"""

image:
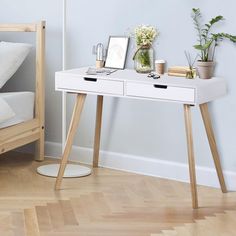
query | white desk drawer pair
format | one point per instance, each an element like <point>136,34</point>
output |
<point>125,88</point>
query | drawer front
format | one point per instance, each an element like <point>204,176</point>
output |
<point>88,84</point>
<point>160,92</point>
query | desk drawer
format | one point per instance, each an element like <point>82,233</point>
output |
<point>88,84</point>
<point>158,91</point>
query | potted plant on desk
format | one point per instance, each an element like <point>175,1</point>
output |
<point>207,43</point>
<point>144,55</point>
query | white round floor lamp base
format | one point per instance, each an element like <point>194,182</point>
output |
<point>71,171</point>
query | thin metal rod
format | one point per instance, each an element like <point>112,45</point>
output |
<point>63,68</point>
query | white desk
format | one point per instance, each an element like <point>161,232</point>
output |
<point>129,84</point>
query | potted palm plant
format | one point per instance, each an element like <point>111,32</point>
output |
<point>207,43</point>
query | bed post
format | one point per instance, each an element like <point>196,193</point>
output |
<point>40,89</point>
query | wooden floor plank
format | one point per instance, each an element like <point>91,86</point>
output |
<point>108,202</point>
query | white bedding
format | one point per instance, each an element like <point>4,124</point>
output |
<point>22,104</point>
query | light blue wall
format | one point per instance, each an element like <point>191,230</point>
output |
<point>147,129</point>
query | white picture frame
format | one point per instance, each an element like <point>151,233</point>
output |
<point>117,52</point>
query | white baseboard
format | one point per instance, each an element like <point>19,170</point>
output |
<point>146,166</point>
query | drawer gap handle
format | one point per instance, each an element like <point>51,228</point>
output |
<point>160,86</point>
<point>90,79</point>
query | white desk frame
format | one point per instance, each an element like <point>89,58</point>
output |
<point>129,84</point>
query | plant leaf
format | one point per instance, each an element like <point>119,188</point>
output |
<point>216,19</point>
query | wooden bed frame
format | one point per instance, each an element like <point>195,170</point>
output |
<point>21,134</point>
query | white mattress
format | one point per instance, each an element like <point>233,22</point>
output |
<point>22,103</point>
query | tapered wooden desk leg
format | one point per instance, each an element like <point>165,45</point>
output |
<point>211,138</point>
<point>191,161</point>
<point>98,126</point>
<point>70,137</point>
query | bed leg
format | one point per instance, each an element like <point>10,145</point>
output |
<point>39,147</point>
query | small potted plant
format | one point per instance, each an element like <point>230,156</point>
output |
<point>144,55</point>
<point>207,43</point>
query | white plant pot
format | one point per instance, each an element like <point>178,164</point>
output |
<point>205,69</point>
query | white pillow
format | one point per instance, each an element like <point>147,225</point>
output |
<point>12,56</point>
<point>6,112</point>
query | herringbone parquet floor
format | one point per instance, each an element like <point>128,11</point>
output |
<point>107,203</point>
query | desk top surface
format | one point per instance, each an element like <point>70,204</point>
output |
<point>130,84</point>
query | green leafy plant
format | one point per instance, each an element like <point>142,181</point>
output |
<point>207,41</point>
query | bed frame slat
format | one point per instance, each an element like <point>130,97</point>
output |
<point>27,132</point>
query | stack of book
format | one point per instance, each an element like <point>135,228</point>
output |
<point>179,71</point>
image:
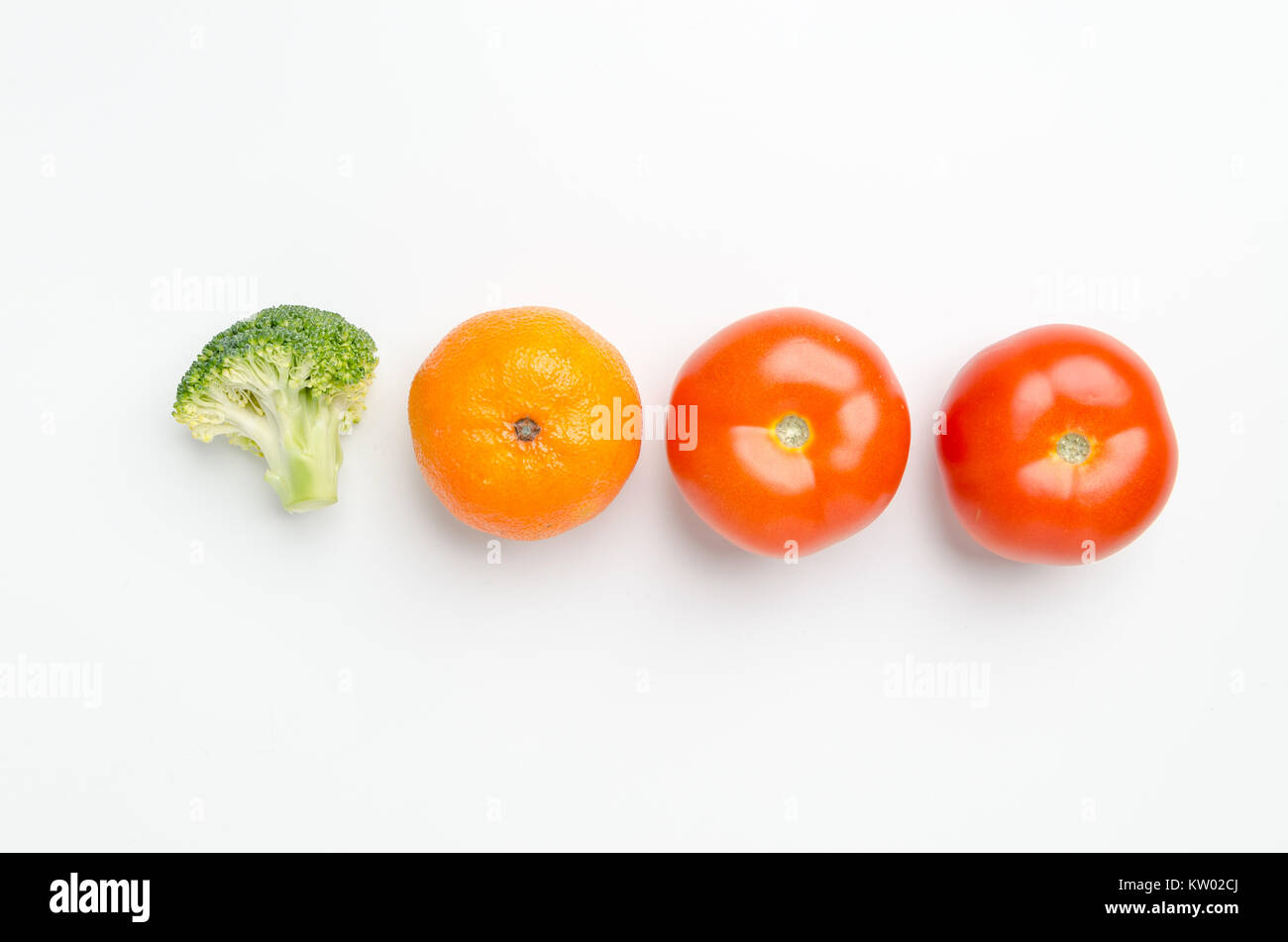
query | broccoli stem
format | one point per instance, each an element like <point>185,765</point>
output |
<point>304,461</point>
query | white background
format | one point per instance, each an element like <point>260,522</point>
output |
<point>939,175</point>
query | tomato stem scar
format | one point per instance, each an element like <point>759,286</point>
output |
<point>793,431</point>
<point>526,429</point>
<point>1073,448</point>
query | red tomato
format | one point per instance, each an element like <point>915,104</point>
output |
<point>1056,446</point>
<point>802,431</point>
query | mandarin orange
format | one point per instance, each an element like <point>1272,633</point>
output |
<point>507,422</point>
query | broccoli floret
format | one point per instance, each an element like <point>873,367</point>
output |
<point>284,385</point>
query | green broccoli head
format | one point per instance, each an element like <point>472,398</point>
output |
<point>283,383</point>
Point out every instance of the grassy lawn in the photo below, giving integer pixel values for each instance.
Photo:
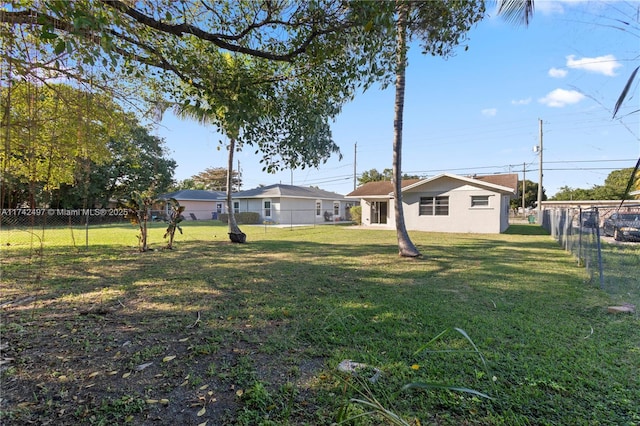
(225, 334)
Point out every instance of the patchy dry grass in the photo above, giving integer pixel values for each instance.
(252, 334)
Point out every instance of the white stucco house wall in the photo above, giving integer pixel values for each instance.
(443, 203)
(292, 205)
(200, 203)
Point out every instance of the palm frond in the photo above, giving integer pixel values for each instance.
(625, 91)
(517, 11)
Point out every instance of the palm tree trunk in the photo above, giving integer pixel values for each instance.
(406, 247)
(235, 234)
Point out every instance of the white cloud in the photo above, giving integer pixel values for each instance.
(557, 73)
(489, 112)
(606, 64)
(560, 98)
(557, 7)
(521, 101)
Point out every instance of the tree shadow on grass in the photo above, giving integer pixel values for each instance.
(522, 229)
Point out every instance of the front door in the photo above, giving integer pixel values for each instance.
(379, 212)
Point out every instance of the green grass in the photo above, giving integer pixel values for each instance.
(258, 329)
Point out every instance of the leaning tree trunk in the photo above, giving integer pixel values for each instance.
(235, 234)
(405, 245)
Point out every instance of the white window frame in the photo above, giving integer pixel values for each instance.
(435, 205)
(479, 201)
(267, 210)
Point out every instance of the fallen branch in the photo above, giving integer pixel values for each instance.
(195, 324)
(18, 301)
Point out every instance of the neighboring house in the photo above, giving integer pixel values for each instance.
(292, 205)
(199, 203)
(444, 203)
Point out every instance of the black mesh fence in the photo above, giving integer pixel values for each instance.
(606, 241)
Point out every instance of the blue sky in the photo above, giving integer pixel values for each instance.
(479, 111)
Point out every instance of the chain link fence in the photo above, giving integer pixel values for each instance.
(42, 228)
(596, 237)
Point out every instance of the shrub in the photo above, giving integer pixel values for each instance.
(241, 218)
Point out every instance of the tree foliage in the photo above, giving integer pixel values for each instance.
(213, 179)
(373, 175)
(50, 135)
(530, 195)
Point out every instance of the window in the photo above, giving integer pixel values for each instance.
(479, 201)
(434, 206)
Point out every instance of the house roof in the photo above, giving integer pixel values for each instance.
(509, 180)
(378, 189)
(288, 191)
(385, 188)
(195, 195)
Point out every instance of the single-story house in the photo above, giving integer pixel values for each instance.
(199, 203)
(443, 203)
(292, 205)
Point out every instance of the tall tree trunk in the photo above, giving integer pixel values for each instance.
(405, 245)
(235, 234)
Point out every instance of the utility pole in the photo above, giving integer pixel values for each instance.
(524, 179)
(355, 156)
(540, 177)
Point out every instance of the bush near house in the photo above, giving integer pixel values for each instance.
(250, 218)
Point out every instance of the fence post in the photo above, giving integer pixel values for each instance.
(600, 267)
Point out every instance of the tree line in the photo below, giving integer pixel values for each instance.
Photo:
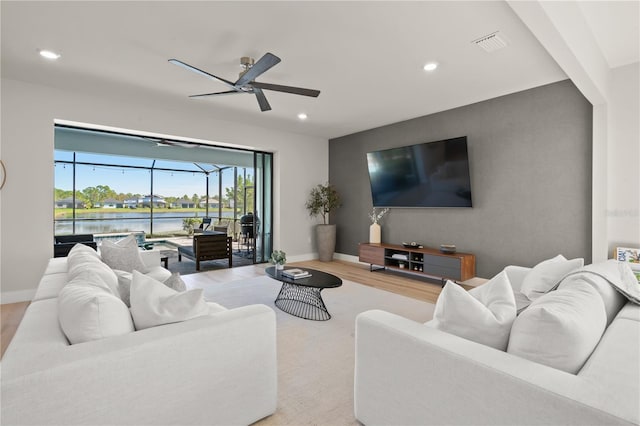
(96, 195)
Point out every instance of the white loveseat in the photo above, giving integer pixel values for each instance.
(410, 374)
(216, 369)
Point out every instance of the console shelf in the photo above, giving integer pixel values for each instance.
(428, 262)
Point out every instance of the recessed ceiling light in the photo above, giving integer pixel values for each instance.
(49, 54)
(431, 66)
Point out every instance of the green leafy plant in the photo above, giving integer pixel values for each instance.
(322, 200)
(279, 257)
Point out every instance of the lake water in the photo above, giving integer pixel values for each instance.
(100, 223)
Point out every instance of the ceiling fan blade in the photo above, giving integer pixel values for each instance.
(262, 100)
(199, 71)
(263, 64)
(228, 92)
(287, 89)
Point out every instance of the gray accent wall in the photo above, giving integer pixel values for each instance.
(530, 156)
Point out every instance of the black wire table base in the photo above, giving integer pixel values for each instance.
(303, 302)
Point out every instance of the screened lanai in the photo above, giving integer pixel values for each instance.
(110, 183)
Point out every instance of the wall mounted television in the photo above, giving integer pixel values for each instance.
(431, 174)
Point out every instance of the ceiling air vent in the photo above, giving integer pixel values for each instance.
(491, 42)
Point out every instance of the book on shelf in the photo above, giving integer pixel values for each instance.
(295, 273)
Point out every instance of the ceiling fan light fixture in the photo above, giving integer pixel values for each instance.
(431, 66)
(49, 54)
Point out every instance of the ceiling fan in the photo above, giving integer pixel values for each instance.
(247, 84)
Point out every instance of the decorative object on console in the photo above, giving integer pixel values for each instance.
(632, 256)
(412, 244)
(322, 200)
(448, 248)
(279, 258)
(374, 229)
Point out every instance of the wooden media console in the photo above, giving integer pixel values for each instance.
(428, 262)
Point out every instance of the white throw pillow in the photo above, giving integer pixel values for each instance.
(153, 303)
(123, 255)
(561, 328)
(124, 284)
(83, 264)
(547, 274)
(483, 315)
(88, 311)
(81, 248)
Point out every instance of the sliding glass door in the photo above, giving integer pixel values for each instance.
(263, 202)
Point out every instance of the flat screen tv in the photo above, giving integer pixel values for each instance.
(432, 174)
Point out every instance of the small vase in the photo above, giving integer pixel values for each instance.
(374, 233)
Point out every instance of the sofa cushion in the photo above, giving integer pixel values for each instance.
(50, 285)
(561, 328)
(81, 248)
(483, 315)
(56, 265)
(158, 273)
(123, 254)
(175, 282)
(87, 310)
(613, 300)
(547, 274)
(153, 303)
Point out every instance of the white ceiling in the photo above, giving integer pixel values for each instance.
(366, 58)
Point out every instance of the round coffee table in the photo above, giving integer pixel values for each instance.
(301, 297)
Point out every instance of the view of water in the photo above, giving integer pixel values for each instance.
(101, 223)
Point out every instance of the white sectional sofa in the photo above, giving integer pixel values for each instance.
(214, 369)
(410, 374)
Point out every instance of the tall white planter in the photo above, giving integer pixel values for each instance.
(326, 239)
(374, 233)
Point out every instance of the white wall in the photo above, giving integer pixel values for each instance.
(623, 204)
(26, 214)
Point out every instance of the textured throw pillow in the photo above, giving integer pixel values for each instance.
(153, 303)
(175, 282)
(483, 315)
(561, 328)
(123, 255)
(547, 274)
(124, 284)
(88, 311)
(81, 248)
(83, 264)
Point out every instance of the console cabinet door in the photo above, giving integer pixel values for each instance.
(371, 254)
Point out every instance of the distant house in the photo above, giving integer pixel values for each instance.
(67, 203)
(213, 203)
(111, 203)
(131, 203)
(183, 203)
(158, 201)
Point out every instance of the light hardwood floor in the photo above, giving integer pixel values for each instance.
(396, 283)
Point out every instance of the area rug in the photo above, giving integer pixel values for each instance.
(315, 359)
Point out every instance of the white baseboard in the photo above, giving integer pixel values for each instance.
(347, 257)
(302, 257)
(17, 296)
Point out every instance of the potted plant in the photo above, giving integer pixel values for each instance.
(279, 258)
(323, 199)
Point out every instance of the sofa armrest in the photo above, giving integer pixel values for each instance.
(407, 373)
(151, 258)
(218, 369)
(516, 276)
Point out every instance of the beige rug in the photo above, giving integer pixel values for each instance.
(315, 358)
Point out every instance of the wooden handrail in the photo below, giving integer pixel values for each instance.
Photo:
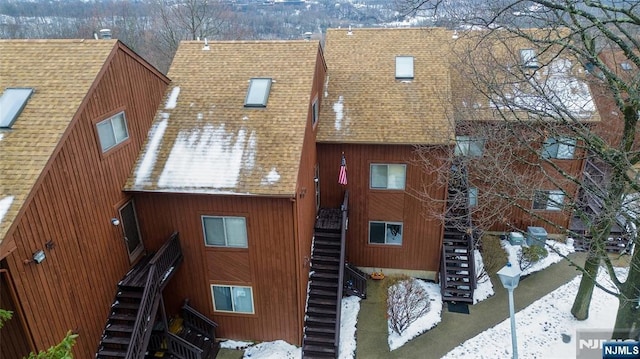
(159, 269)
(343, 234)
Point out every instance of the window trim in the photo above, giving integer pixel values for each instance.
(409, 71)
(110, 120)
(466, 141)
(204, 232)
(404, 186)
(267, 92)
(386, 223)
(230, 286)
(557, 142)
(549, 206)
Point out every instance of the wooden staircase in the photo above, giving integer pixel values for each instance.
(326, 281)
(131, 321)
(457, 270)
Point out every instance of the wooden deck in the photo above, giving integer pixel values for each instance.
(329, 219)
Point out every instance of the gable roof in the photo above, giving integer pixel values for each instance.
(61, 72)
(365, 103)
(204, 140)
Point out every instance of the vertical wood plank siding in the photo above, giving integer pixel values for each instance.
(14, 342)
(72, 205)
(422, 237)
(267, 265)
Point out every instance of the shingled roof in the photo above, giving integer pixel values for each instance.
(365, 103)
(61, 72)
(204, 140)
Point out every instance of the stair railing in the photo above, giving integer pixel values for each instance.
(355, 281)
(160, 267)
(343, 235)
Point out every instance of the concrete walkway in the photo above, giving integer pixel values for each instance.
(455, 328)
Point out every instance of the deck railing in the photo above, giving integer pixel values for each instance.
(343, 235)
(355, 281)
(160, 267)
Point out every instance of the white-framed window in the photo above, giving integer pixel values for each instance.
(404, 67)
(314, 112)
(388, 176)
(469, 146)
(549, 200)
(473, 196)
(112, 131)
(258, 92)
(529, 58)
(232, 299)
(225, 231)
(385, 233)
(563, 148)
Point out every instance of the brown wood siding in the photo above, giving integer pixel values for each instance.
(14, 342)
(422, 238)
(269, 261)
(72, 206)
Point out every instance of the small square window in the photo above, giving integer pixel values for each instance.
(529, 58)
(235, 299)
(562, 148)
(404, 67)
(548, 200)
(388, 176)
(469, 146)
(385, 233)
(258, 92)
(112, 131)
(225, 231)
(12, 102)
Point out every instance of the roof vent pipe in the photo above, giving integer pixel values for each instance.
(105, 34)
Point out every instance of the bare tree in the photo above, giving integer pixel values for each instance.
(536, 97)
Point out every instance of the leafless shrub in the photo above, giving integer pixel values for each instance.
(406, 302)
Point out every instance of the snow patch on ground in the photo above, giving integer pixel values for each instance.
(424, 323)
(484, 289)
(554, 248)
(540, 326)
(348, 321)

"""

[EXERCISE]: Reproduce the records above from their first line to the line bearing "query | white round floor lamp base", both ends included, leaving every picture out.

[SOLUTION TO THIS PROBLEM]:
image:
query | white desk drawer pair
format | one point per instance, each an element like <point>136,34</point>
output |
<point>125,88</point>
query | drawer front
format | one point per instance, each an element like <point>204,176</point>
output |
<point>88,84</point>
<point>160,92</point>
query | desk drawer
format | one point per instance, each an element like <point>82,233</point>
output |
<point>88,84</point>
<point>158,91</point>
query | potted plant on desk
format | one point per instance, each an element like <point>175,1</point>
output |
<point>207,43</point>
<point>144,55</point>
query | white round floor lamp base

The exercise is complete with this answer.